------ Provided records

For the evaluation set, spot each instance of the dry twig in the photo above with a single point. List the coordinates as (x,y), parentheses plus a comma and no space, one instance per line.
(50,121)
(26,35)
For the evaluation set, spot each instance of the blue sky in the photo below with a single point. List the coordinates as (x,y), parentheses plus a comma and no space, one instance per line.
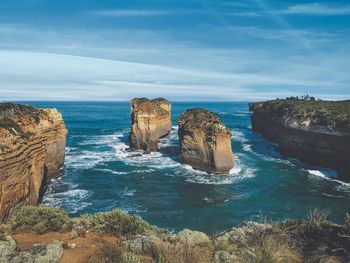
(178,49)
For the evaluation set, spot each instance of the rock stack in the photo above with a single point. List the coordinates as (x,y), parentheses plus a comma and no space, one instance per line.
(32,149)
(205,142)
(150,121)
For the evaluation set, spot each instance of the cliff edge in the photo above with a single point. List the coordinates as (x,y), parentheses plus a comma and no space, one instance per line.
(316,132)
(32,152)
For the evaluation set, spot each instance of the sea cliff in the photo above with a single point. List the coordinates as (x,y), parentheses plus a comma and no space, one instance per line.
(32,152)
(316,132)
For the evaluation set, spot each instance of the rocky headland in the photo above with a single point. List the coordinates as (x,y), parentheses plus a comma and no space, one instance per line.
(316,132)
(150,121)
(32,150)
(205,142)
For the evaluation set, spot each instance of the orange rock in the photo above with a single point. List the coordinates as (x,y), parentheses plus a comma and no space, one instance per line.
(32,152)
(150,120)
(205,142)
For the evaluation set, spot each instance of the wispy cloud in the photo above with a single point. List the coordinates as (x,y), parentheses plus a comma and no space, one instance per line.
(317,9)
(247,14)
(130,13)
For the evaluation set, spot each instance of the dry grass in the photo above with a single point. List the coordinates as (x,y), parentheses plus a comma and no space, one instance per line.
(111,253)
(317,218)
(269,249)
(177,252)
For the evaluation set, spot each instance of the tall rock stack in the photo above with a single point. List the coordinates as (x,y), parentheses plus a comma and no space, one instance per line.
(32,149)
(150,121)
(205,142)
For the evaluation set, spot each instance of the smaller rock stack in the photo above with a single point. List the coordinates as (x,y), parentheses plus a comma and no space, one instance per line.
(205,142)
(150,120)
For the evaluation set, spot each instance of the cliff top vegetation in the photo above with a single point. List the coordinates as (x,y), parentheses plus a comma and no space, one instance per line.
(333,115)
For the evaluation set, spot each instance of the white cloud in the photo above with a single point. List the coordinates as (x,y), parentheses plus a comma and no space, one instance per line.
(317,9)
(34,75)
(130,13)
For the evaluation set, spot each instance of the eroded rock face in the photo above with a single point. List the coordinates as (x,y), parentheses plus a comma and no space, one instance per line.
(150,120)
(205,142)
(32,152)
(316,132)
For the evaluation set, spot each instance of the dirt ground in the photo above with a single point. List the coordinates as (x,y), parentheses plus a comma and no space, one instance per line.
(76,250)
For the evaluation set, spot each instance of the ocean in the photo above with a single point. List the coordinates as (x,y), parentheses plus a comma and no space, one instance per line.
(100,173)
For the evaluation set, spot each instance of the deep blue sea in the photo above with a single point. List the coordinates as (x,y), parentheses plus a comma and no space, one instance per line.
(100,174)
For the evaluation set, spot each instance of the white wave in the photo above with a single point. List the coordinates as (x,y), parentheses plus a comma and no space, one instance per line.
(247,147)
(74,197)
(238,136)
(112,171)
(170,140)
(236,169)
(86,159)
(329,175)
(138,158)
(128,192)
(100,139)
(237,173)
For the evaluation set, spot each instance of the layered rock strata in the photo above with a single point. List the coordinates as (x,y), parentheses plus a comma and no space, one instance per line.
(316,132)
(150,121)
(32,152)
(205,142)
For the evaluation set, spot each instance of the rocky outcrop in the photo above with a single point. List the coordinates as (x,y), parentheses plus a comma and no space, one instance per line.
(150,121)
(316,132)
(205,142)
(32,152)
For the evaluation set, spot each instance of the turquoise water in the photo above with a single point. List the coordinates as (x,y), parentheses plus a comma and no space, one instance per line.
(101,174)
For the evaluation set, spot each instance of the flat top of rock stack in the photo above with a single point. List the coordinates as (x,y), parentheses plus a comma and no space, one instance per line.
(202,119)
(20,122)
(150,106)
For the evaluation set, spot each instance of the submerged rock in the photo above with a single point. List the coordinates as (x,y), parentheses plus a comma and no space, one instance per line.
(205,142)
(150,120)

------------
------ Provided records

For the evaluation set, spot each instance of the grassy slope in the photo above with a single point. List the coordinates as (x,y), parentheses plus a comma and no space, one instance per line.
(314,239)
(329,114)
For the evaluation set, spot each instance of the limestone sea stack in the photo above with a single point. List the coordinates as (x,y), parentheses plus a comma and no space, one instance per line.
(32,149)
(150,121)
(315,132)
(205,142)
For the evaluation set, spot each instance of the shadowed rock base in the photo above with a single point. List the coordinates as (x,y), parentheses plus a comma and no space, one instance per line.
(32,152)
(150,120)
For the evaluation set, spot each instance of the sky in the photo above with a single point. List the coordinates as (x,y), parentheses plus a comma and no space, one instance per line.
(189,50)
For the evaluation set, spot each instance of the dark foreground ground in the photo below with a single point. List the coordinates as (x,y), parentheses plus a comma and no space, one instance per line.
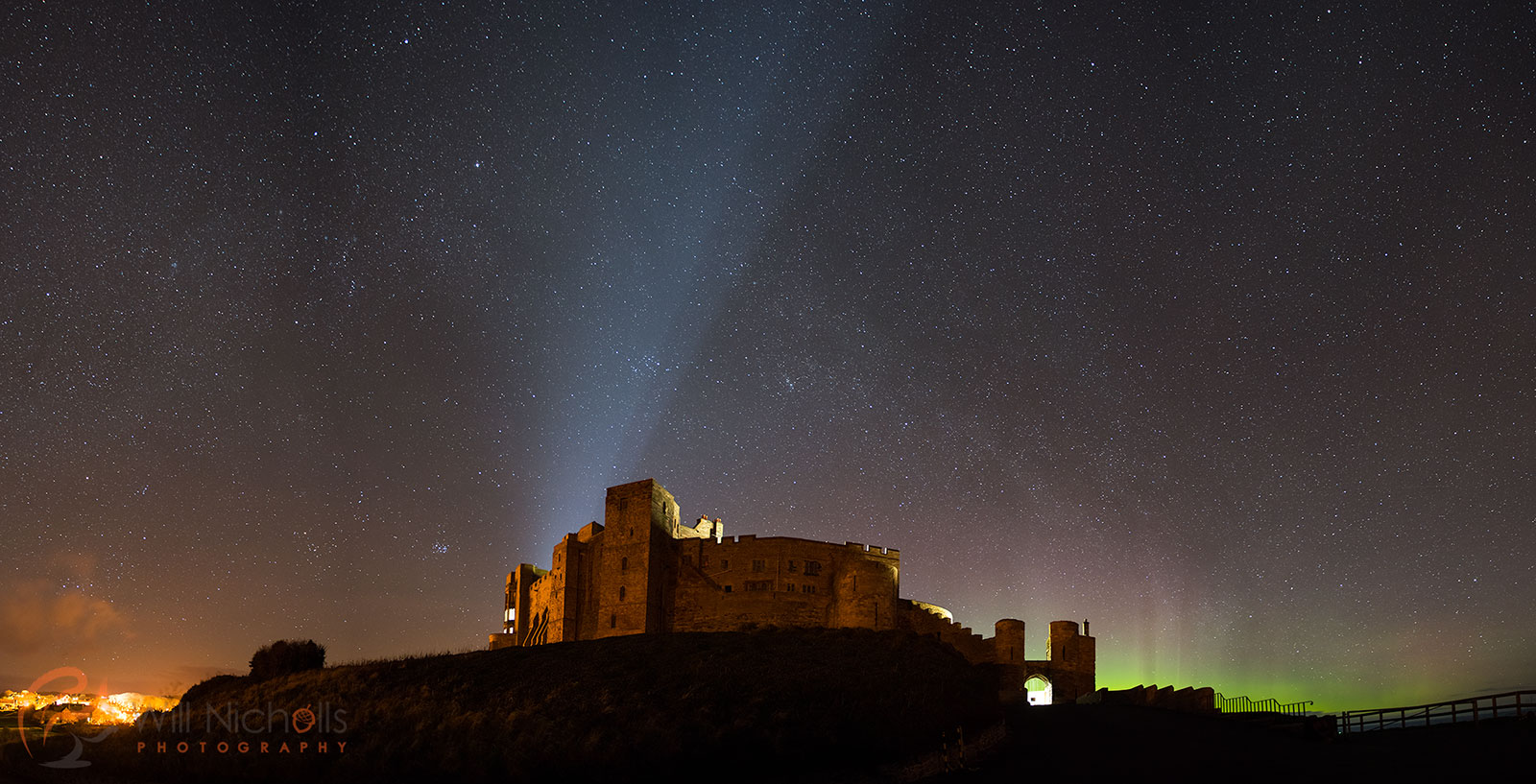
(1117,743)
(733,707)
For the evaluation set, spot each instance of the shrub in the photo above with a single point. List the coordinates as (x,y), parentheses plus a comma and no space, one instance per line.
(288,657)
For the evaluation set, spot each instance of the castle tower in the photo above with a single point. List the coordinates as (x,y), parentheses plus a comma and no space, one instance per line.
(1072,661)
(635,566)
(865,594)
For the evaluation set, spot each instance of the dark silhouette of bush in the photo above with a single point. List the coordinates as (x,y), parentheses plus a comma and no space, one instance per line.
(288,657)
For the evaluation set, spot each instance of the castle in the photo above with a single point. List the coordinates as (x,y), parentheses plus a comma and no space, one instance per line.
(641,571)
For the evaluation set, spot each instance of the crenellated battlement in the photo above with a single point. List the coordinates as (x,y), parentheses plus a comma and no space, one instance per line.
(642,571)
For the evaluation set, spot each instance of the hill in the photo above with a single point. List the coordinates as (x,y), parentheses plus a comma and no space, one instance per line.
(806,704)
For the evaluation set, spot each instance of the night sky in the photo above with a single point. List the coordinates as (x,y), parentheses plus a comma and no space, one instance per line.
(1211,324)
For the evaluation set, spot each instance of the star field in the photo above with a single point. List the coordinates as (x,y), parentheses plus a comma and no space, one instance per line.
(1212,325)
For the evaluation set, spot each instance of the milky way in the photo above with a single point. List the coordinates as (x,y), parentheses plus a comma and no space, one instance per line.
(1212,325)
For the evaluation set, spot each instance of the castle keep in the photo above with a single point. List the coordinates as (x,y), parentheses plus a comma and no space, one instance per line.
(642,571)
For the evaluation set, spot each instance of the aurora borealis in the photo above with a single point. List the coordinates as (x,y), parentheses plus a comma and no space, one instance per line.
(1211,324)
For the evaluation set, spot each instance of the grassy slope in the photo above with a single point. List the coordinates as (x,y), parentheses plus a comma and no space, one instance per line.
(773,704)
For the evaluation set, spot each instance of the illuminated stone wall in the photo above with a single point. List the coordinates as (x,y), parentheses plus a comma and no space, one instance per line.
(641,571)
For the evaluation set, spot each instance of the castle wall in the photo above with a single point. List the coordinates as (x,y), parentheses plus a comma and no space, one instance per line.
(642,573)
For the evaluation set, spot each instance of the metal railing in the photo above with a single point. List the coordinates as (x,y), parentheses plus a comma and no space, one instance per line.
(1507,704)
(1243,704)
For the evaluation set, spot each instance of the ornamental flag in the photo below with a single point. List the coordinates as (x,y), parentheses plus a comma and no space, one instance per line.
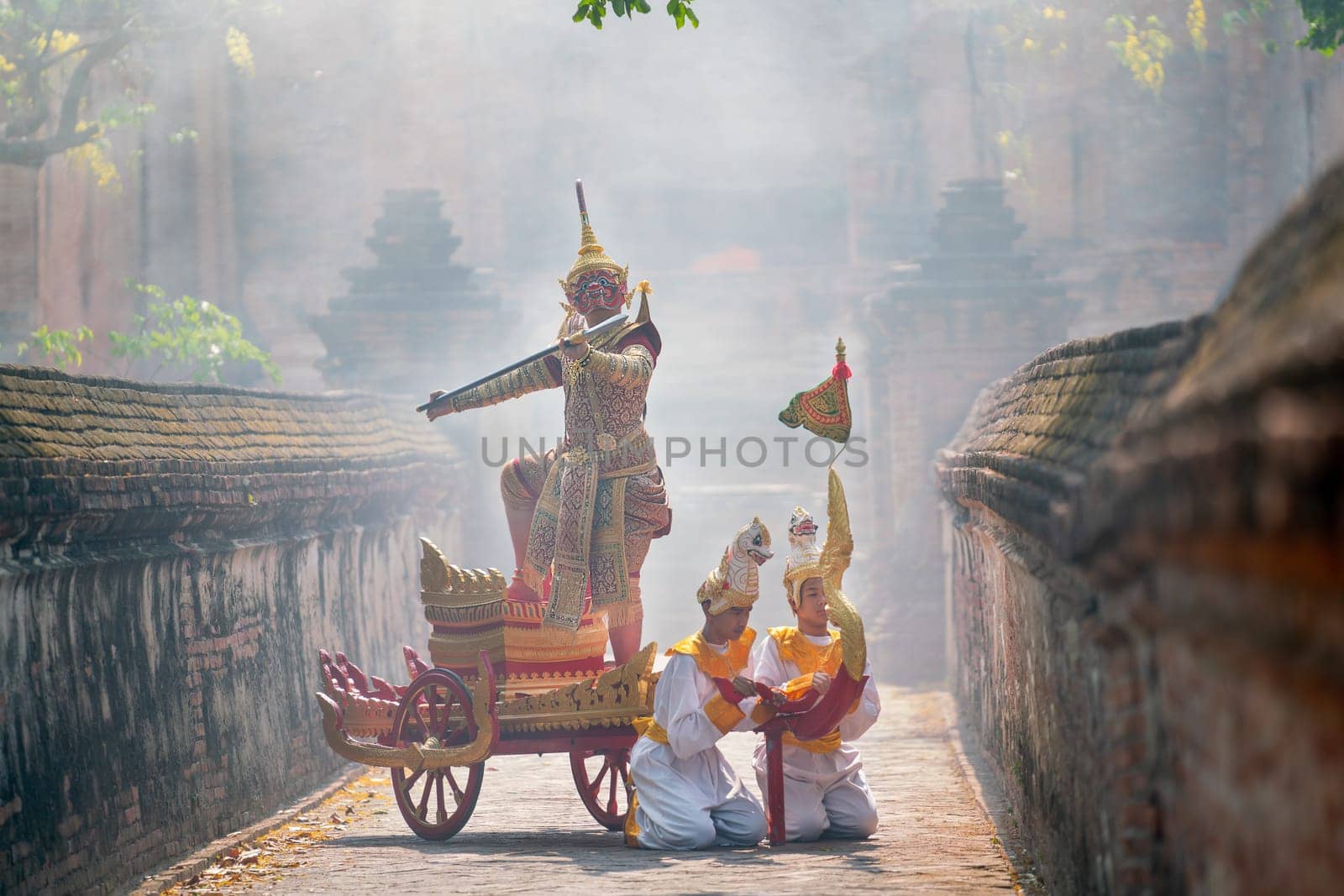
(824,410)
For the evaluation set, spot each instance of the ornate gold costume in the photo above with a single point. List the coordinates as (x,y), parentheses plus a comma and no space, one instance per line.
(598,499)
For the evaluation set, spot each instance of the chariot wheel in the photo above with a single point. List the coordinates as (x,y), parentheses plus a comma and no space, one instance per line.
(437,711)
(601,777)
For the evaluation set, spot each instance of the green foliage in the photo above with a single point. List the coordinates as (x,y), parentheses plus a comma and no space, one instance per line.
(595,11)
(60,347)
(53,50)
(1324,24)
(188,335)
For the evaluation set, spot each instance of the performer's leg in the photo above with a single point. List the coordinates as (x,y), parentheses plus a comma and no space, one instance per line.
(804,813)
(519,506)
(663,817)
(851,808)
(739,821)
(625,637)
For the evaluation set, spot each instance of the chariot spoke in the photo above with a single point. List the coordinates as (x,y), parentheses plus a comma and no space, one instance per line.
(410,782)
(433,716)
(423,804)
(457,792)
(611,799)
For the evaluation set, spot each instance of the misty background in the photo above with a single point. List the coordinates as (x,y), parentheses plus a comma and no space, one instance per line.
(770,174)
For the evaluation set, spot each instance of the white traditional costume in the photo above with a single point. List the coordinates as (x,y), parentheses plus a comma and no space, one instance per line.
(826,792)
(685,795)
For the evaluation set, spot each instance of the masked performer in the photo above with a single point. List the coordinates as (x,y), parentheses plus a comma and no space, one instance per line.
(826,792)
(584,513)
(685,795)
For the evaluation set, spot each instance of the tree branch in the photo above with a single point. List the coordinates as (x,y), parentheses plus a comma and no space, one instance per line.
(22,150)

------------

■ Directive ■
Gather every line of the data above that contains the word "cloud", and copy each such line in full.

■ Task result ■
For the evaluation set, spot each instance of the wispy cloud in the photo above with a single point. List the coordinates as (x,y), parentheses plus a comma and no space, one instance per line.
For the evaluation set, spot each instance of the white cloud in the photo above with a single point. List the coordinates as (x,y), parentheses plus a comma and no space, one instance per line.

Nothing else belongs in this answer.